[Problem to work on]
Count the lines of the rows below that contain the string "boundary", treating uppercase and lowercase as different, and reply with the number alone.
◆ ◆ ◆ ◆ ◆ ◆ ◆
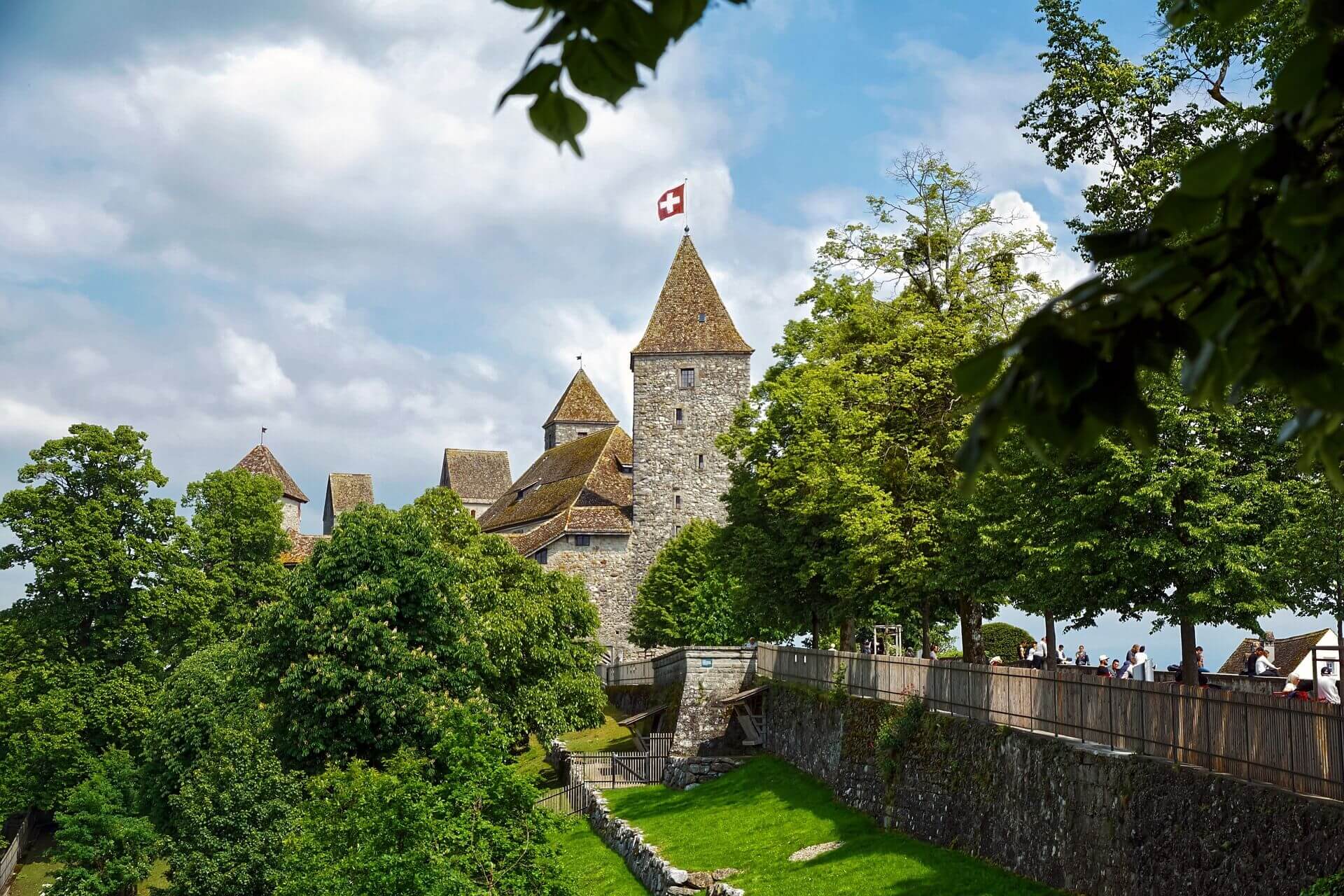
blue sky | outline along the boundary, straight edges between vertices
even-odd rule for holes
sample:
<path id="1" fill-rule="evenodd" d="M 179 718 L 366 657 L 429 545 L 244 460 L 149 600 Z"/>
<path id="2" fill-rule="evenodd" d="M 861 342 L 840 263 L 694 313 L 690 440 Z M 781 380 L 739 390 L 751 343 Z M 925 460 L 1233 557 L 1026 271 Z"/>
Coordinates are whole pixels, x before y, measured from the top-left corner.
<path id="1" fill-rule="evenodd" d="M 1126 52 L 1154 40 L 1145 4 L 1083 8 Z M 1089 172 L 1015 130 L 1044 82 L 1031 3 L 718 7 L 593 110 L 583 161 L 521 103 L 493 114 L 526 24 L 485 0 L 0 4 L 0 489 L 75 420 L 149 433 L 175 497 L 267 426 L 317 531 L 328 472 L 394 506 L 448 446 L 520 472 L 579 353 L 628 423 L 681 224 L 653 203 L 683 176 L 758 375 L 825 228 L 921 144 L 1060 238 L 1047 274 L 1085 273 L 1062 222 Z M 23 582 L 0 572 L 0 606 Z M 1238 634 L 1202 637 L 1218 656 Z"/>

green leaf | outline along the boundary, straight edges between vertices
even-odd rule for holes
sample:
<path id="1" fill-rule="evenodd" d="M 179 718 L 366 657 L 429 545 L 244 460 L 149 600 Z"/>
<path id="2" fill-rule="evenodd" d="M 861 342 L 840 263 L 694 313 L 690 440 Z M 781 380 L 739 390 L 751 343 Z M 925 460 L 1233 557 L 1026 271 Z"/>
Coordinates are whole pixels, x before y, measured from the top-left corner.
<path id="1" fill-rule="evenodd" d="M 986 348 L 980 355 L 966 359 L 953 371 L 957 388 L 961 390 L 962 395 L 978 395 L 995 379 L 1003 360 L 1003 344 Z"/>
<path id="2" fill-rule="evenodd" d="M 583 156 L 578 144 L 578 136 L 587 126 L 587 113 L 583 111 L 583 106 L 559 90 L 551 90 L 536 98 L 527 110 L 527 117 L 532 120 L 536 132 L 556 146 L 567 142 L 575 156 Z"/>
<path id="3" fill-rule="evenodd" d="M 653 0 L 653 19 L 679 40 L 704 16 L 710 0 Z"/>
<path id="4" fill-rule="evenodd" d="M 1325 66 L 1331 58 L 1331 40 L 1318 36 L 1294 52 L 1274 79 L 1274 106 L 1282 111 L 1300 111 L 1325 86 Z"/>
◆ ◆ ◆ ◆ ◆ ◆ ◆
[Correct answer]
2